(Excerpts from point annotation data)
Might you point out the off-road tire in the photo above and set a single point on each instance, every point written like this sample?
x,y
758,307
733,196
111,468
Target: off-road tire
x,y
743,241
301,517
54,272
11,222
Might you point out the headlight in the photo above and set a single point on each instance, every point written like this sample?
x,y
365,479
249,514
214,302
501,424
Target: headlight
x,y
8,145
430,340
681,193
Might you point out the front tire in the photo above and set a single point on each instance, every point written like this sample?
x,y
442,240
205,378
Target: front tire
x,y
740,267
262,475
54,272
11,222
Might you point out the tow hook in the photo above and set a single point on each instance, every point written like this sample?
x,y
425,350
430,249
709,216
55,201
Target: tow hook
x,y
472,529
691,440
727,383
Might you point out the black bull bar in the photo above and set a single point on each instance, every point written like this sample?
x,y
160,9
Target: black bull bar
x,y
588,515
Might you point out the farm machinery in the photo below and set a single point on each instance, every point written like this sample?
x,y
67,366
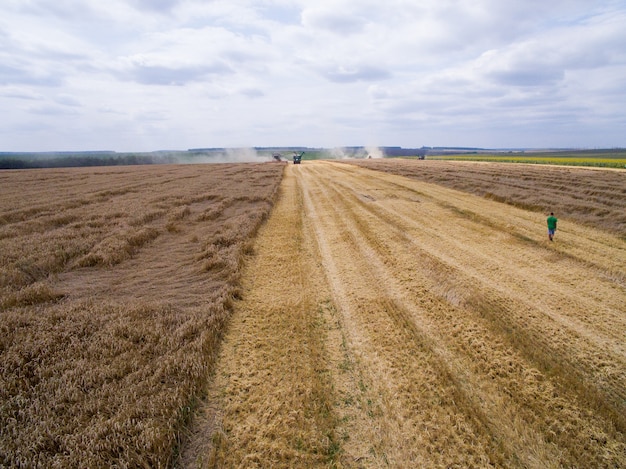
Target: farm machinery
x,y
297,157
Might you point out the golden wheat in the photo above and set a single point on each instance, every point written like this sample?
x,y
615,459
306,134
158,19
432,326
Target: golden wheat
x,y
110,314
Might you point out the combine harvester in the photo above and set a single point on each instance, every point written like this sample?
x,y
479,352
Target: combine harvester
x,y
297,157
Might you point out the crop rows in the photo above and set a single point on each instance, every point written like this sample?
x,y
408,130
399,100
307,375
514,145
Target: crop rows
x,y
115,286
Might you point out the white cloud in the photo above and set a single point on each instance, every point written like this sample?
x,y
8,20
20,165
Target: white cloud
x,y
144,75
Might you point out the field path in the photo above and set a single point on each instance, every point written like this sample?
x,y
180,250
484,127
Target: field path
x,y
387,322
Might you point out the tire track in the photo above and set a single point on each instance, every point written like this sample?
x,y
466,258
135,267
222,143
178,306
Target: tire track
x,y
417,329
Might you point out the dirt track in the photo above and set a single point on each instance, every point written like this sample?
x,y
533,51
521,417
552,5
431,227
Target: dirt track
x,y
390,322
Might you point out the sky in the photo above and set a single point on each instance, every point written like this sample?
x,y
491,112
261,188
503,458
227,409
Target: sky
x,y
146,75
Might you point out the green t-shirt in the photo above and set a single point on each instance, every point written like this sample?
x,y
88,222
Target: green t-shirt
x,y
552,222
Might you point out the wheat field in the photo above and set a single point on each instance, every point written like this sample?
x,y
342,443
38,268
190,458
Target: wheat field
x,y
389,322
115,286
316,315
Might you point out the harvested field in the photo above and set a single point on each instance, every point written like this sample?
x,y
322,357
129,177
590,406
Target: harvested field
x,y
596,198
115,285
376,320
389,322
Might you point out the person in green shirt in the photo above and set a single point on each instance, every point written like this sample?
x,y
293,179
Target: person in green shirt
x,y
551,226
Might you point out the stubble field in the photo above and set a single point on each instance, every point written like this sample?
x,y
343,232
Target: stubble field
x,y
115,286
378,320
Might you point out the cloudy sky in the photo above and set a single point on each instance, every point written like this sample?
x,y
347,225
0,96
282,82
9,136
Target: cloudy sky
x,y
143,75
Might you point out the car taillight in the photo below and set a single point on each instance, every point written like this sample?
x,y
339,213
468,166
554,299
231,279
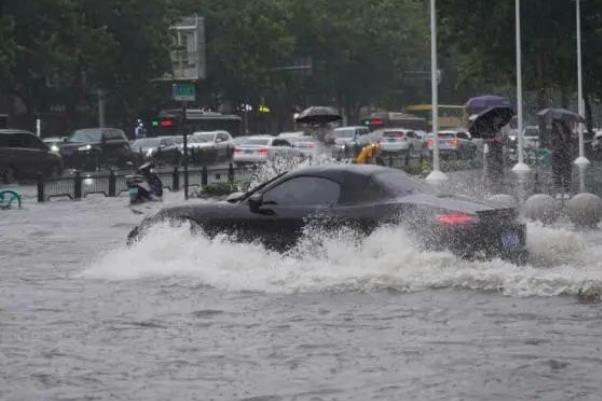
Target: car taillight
x,y
455,219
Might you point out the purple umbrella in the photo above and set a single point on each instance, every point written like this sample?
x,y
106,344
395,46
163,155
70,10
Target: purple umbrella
x,y
480,103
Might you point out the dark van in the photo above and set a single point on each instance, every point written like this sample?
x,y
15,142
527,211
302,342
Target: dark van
x,y
24,155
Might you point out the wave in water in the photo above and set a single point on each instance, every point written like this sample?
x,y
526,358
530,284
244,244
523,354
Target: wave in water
x,y
561,263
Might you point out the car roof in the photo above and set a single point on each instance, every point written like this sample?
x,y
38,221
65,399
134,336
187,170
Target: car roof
x,y
9,131
338,172
350,127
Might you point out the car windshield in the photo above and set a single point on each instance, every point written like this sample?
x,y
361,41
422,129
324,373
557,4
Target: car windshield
x,y
86,136
200,138
257,141
393,134
147,143
398,183
344,133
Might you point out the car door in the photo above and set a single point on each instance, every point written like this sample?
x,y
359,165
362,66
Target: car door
x,y
287,207
221,144
30,160
281,147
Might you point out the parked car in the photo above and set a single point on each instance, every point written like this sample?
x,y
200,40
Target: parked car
x,y
398,140
292,134
308,146
211,145
24,155
162,149
95,148
348,141
359,196
55,142
454,143
261,148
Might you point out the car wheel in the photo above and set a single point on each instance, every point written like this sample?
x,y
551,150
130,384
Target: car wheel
x,y
55,172
7,175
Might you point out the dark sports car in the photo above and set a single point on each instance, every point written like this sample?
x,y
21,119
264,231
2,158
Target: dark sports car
x,y
359,196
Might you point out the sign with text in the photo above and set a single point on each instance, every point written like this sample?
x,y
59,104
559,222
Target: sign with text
x,y
184,92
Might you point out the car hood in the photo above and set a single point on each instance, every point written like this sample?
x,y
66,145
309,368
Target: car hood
x,y
70,147
342,141
201,145
455,203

TASK GOAL: Rewrite the lines above, changing "Might you point out" to "Could you locate" throughout and keeping everything else unchanged. Omit the pictures from your answer.

RESPONSE TO THE TASK:
Could you locate the off-road tire in the photo above and set a single point on each instance, every point written like this sample?
x,y
758,307
733,196
111,468
Target: off-road tire
x,y
743,241
301,517
54,272
11,222
Could you locate the headlight in the photo above and set a single point on each instance, every point written like this sample?
x,y
365,479
249,514
214,302
501,424
Target: headlight
x,y
8,145
430,340
681,193
Could you locate the front tire in the photo above and set a single point on each instance, every point written like this sample?
x,y
442,240
205,378
Target: front tire
x,y
740,267
262,475
54,272
11,222
Could you locate the tow hook in the photo above and set a single point on each instance, every point written like this sample?
x,y
425,350
430,249
709,216
55,201
Target: tow hook
x,y
472,529
691,440
727,383
Could you locate the black bull bar in the photo above and set a single point on each instance, every point written like this sample?
x,y
160,9
Target: black bull bar
x,y
588,515
Could you locate the farm machinery in the photo below and set a single point on each instance, every point written like this sample?
x,y
67,366
Target: farm machinery
x,y
297,157
Could you locate the golden wheat in the photo above and set a single point on each instance, every point written like this sample?
x,y
615,459
306,134
158,19
432,326
Target: golden wheat
x,y
110,314
Could you locate the combine harvester in the photo above and set a single point on each instance, every point written like this sample?
x,y
479,352
Target: combine harvester
x,y
297,157
Could you locate the crop rows in the photo above and set a single point on each instance, every point written like this sample?
x,y
408,130
399,100
307,375
514,145
Target: crop rows
x,y
115,286
Could you locate the white cloud in the photo above and set a single point on each instance, every point written like this sample?
x,y
8,20
20,165
Target: white cloud
x,y
144,75
Could you locate the field path in the photo above and set a single point on each instance, every point written like this sample?
x,y
180,250
484,127
Target: field path
x,y
387,322
Could you locate the tire track in the photo above and set a single point on each instance, every point written like this sample?
x,y
466,258
135,267
222,143
178,306
Target: tire track
x,y
417,329
Could you locate the dirt track in the photo above and set a single point on each instance, every point written like this sample?
x,y
533,51
521,417
552,5
431,227
Target: dirt track
x,y
390,322
Could you locate the sky in the photo above and set a single point on each instance, every point written like this sample?
x,y
491,112
261,188
503,458
227,409
Target: sky
x,y
146,75
Could you locate the green t-shirt in the photo above and set a single point on each instance, every point written like this sample?
x,y
88,222
Target: green t-shirt
x,y
552,222
Could you locate the wheat field in the photo above and set a single point on each instance, every point written like this sample?
x,y
342,443
38,268
190,458
Target: wheat field
x,y
389,322
115,286
316,315
Could you locate the harvested field in the photo above and set a single point on each instance, every point written like this sample?
x,y
322,357
129,177
590,406
Target: harvested field
x,y
596,198
115,285
376,320
389,322
Could you locate the person in green shirt in the photo above and set a single point on each instance, every point written like this sample?
x,y
293,179
Target: person in green shirt
x,y
551,226
Could you locate the stubble field in the photo above and set a single point on each instance, every point written like this sample?
x,y
343,232
Target: stubble field
x,y
115,286
378,320
Could you locate the cloudy sky in the photo above and set a single point on each instance, every point written like this sample?
x,y
347,225
0,96
282,82
9,136
Target: cloudy sky
x,y
143,75
Could you locate the car taillight in the photo below and set a single point on each instance, every point written like this sample?
x,y
339,213
468,166
554,299
231,279
Target: car taillight
x,y
455,219
Could you locate the purple umbrella in the photo above and set a single point on each instance, every point written like this sample?
x,y
106,344
395,46
163,155
70,10
Target: purple umbrella
x,y
480,103
Could you locate the dark van in the photo above and set a single point on each instance, every point written like this sample?
x,y
15,142
527,211
302,342
Target: dark van
x,y
24,155
Could you locate the wave in water in the photo above and set a single point on each instance, every point written like this sample?
x,y
526,358
530,284
244,244
523,354
Target: wave in water
x,y
561,263
Could you locate the car roof in the photo above and set a single point on each instance, every point written like this sample?
x,y
38,221
65,399
134,336
187,170
Target: car roof
x,y
9,131
338,172
350,127
Could you locate the car windshield in the photo above and set a single point on each instance, every point written like this sample?
x,y
361,41
422,129
324,373
557,4
Target: car windshield
x,y
86,136
200,138
257,141
393,134
147,143
398,183
344,133
Could you locate the car door in the photo above and set a single point on each instance, every point written like this sample?
x,y
359,165
362,66
Target: car door
x,y
287,207
221,144
30,160
281,147
Could you locate the parked car in the photo above and set a single point on each instance, every point written like this sample?
x,y
200,40
Target: parked car
x,y
398,140
292,134
308,146
211,145
24,155
162,149
95,148
348,141
359,196
55,142
454,143
261,148
Could you locate the car wheel in the photo above and set a single point on each instance, every point written like this sample?
x,y
551,150
130,384
Target: car wheel
x,y
55,172
7,175
Could you locate the dark sports car in the photo above and set a single point on each instance, every point written like this sample?
x,y
21,119
264,231
2,158
Target: dark sports car
x,y
359,196
Could you locate the sign with text in the photo above and set a single point on each instance, every point written like this sample?
x,y
59,104
559,222
Target: sign with text
x,y
184,92
Could you locate the car hood in the photo above and set a single point on each instance, every point written like this sample?
x,y
66,145
309,368
Target: car hood
x,y
70,147
342,141
201,145
455,203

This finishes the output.